== Инструкция к заданию ==
Перепишите часть записей ниже, которая начинается строкой, содержащей «segment pointed roof», и заканчивается последней строкой записей, подставив «principle» вместо «rule». Всё остальное оставьте без изменений и приведите только эту часть.

== Материал ==
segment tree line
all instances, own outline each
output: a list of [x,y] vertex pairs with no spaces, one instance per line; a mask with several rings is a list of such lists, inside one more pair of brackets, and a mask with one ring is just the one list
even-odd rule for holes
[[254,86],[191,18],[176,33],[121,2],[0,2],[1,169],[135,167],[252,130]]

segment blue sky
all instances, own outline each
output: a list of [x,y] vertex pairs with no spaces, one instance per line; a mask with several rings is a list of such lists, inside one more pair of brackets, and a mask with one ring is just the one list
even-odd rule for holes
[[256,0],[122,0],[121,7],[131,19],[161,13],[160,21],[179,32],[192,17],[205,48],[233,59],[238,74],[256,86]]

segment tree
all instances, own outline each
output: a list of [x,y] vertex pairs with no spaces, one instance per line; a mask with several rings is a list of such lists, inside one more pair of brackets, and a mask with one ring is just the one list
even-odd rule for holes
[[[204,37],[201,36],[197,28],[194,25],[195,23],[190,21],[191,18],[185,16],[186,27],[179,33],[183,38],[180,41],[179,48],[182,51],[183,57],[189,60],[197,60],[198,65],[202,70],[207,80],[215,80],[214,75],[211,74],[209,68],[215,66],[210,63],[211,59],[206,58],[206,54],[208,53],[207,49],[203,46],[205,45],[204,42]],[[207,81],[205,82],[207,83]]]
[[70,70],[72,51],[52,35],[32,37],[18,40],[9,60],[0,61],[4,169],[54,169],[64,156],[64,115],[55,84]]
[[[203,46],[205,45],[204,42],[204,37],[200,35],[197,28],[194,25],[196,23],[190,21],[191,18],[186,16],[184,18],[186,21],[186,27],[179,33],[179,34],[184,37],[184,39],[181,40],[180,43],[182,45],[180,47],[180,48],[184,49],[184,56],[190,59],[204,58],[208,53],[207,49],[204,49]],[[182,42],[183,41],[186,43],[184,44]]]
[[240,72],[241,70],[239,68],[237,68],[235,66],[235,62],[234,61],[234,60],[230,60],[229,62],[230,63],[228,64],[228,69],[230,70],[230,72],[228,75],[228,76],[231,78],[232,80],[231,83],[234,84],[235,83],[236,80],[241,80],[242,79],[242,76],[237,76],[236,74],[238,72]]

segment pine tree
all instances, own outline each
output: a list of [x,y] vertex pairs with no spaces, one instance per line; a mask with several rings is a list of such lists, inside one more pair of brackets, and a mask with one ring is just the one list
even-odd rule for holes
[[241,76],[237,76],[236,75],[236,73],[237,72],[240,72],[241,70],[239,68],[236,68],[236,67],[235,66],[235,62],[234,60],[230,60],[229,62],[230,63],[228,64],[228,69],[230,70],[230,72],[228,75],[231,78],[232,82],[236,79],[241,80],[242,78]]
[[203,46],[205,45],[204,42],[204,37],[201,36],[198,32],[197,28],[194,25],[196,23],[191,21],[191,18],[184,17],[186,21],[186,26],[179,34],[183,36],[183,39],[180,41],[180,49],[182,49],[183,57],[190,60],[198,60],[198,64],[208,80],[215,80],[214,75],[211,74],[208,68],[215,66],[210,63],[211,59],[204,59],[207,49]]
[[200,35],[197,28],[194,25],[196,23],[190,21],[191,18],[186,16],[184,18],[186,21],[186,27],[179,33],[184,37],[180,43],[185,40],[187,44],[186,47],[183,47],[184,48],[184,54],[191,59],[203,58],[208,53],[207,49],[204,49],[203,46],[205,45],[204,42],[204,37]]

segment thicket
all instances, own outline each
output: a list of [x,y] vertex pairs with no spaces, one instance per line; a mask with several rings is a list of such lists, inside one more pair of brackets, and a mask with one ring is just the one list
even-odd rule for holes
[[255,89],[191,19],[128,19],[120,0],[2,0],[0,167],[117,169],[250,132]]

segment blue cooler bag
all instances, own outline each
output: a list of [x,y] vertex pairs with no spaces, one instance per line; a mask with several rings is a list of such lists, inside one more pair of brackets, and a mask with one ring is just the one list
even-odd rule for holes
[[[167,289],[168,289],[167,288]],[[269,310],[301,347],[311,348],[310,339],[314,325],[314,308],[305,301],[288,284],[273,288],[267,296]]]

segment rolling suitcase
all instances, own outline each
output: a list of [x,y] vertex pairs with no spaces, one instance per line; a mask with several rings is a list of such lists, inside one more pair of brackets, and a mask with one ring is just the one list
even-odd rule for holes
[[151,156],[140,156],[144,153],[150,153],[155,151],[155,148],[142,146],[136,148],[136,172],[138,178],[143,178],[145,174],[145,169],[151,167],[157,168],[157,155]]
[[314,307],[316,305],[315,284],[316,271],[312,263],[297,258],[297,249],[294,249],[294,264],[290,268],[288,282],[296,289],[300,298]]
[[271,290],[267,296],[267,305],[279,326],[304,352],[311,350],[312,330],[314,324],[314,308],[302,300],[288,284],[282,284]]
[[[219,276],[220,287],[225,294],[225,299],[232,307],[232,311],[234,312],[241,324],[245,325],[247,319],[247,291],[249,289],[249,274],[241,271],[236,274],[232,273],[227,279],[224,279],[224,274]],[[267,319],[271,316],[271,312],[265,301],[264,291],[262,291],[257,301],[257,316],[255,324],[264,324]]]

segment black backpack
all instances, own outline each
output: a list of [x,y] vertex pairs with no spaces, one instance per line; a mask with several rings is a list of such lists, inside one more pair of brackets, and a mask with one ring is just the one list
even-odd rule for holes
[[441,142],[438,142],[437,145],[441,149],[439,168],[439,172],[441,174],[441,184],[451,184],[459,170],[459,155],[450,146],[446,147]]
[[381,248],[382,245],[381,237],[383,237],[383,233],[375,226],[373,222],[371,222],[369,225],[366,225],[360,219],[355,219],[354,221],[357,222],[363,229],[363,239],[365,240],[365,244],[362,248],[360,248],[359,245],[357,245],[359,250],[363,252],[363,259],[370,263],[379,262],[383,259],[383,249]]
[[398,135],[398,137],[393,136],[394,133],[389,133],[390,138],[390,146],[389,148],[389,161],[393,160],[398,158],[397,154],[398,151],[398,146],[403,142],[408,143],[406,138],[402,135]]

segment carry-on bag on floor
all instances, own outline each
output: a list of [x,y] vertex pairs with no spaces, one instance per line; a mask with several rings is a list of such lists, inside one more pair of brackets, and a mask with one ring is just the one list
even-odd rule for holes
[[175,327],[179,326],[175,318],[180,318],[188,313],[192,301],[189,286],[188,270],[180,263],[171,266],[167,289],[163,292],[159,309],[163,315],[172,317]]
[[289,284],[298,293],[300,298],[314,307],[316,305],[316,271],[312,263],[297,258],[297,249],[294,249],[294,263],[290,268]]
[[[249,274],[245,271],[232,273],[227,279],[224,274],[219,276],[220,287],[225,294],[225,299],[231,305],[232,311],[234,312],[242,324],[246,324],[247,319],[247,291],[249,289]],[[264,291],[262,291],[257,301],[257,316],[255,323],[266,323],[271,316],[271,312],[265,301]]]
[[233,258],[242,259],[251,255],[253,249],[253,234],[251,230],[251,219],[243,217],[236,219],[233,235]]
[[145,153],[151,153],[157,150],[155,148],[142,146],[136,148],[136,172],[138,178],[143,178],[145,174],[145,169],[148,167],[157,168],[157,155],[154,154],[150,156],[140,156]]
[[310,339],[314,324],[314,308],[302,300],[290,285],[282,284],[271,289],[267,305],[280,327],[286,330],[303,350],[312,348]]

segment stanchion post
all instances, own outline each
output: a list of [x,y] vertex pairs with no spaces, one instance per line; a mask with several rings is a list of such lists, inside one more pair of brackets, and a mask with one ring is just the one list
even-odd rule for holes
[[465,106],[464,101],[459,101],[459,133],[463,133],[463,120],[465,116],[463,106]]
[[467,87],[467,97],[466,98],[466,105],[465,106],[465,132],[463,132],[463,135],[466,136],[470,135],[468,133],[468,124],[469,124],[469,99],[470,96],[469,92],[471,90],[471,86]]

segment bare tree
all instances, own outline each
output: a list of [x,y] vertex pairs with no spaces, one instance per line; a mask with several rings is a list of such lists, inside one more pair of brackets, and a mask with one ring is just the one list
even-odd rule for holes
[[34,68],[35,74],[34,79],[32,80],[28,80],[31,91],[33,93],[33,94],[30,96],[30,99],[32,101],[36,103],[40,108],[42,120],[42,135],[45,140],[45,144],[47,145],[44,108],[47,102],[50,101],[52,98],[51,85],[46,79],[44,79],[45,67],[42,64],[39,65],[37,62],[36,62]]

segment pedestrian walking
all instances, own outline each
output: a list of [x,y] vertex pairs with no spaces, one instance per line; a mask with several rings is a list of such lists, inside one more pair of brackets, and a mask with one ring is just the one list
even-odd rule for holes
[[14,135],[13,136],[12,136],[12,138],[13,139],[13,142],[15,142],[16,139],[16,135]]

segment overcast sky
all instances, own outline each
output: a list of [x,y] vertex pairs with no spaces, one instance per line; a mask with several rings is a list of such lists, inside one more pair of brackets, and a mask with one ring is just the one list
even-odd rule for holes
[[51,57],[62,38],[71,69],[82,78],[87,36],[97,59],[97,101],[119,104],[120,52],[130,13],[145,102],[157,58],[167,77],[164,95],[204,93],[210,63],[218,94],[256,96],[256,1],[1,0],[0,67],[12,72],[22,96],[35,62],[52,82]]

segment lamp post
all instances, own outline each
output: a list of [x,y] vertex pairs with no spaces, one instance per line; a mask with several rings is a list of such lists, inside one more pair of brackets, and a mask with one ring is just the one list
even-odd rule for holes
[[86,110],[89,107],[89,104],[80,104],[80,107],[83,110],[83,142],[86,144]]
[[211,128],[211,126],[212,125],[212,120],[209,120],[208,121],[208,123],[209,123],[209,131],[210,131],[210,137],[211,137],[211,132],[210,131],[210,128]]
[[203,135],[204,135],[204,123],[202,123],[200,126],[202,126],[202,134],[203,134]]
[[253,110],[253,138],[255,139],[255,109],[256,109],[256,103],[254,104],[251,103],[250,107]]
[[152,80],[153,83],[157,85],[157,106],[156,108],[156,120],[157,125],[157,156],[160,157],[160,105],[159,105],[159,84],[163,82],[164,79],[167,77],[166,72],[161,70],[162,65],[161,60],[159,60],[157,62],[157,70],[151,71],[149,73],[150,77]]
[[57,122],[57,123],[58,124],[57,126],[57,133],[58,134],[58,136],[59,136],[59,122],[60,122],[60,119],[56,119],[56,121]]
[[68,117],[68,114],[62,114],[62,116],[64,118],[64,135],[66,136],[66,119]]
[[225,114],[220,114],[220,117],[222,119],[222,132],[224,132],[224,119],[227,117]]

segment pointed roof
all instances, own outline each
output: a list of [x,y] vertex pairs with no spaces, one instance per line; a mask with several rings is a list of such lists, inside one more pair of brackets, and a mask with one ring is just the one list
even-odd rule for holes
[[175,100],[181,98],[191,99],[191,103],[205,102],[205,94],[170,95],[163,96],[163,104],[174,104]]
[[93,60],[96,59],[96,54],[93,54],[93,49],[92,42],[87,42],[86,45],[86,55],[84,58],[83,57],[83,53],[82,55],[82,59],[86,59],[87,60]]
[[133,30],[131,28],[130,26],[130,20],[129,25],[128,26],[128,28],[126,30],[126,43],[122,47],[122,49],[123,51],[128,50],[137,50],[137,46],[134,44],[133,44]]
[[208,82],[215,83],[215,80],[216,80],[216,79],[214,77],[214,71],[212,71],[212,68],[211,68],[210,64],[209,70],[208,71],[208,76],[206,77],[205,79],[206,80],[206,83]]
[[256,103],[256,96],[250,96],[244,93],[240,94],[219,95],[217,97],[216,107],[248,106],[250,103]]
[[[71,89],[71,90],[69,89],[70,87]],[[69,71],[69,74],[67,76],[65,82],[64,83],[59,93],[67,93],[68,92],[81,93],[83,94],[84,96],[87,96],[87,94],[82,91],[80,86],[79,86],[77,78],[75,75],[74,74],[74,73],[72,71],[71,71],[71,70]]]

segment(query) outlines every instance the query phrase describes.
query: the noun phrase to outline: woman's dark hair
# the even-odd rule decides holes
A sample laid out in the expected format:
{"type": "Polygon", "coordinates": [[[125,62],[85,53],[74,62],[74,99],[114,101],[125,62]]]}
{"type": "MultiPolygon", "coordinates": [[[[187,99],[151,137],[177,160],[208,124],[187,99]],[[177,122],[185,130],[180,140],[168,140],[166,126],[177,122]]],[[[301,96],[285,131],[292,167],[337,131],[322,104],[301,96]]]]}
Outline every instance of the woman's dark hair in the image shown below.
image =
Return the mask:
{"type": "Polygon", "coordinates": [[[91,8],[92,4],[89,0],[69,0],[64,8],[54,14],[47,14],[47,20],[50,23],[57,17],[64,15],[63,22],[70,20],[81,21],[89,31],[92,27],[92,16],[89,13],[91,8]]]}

== Полный ответ ==
segment pointed roof
all instances, own outline each
output: a list of [x,y] vertex pairs with no spaces, one instance per line; a mask with several rings is a list of such lists, inside one more pair of brackets, and a mask with one ring is just the one list
even-odd principle for holes
[[175,100],[181,98],[191,99],[191,103],[205,102],[205,94],[170,95],[163,96],[163,104],[174,104]]
[[93,60],[96,59],[96,54],[93,54],[93,49],[92,42],[87,42],[86,45],[86,55],[84,58],[83,57],[83,53],[82,55],[82,59],[86,59],[87,60]]
[[133,30],[131,28],[130,26],[130,20],[129,25],[128,26],[128,28],[126,30],[126,43],[122,47],[122,49],[123,51],[128,50],[137,50],[137,46],[134,44],[133,44]]
[[208,82],[215,83],[215,80],[216,80],[216,79],[214,77],[214,71],[212,71],[212,68],[211,68],[210,64],[209,70],[208,71],[208,76],[206,77],[205,79],[206,80],[206,83]]
[[256,103],[256,96],[250,96],[244,93],[240,94],[219,95],[217,97],[216,107],[248,106],[250,103]]
[[[71,89],[71,90],[69,89],[70,87]],[[69,71],[69,74],[67,76],[65,82],[64,83],[59,93],[67,93],[68,92],[81,93],[83,94],[84,96],[87,96],[87,94],[82,91],[80,86],[79,86],[77,78],[75,75],[74,74],[74,73],[72,71],[71,71],[71,70]]]

segment(query) outlines every instance the query phrase describes.
query: the noun phrase to outline: woman's dark hair
# the even-odd principle decides holes
A sample laid out in the expected format:
{"type": "Polygon", "coordinates": [[[125,62],[85,53],[74,62],[74,99],[114,101],[125,62]]]}
{"type": "MultiPolygon", "coordinates": [[[[187,99],[151,137],[177,160],[208,124],[187,99]],[[177,122],[185,130],[180,140],[168,140],[166,126],[177,122]]],[[[301,96],[285,131],[292,167],[337,131],[322,104],[301,96]]]]}
Outline every instance of the woman's dark hair in the image shown below.
image =
Return the mask:
{"type": "Polygon", "coordinates": [[[91,8],[92,4],[89,0],[69,0],[64,8],[54,14],[47,14],[47,20],[50,23],[57,17],[64,15],[63,22],[70,20],[81,21],[89,31],[92,27],[92,16],[89,13],[91,8]]]}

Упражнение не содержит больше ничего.